■ THE REQUEST: Please tally the lines in the listing below that contain the string "light", matching case exactly, and reply with only the number.

■ DATA EXTRACT:
--- Begin ---
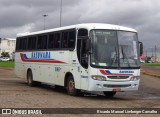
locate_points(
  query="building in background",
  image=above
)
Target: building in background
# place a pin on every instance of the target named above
(8, 45)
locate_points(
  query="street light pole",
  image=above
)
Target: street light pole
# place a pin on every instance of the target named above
(44, 20)
(60, 14)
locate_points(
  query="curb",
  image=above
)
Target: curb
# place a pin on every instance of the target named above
(150, 73)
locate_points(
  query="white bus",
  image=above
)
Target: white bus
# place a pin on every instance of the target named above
(83, 57)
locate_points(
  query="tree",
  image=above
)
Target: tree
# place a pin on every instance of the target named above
(5, 54)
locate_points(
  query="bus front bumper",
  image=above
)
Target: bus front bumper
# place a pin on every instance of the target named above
(113, 86)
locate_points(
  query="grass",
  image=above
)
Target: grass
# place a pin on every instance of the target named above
(8, 64)
(152, 64)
--- End ---
■ CORRECT RESPONSE: 2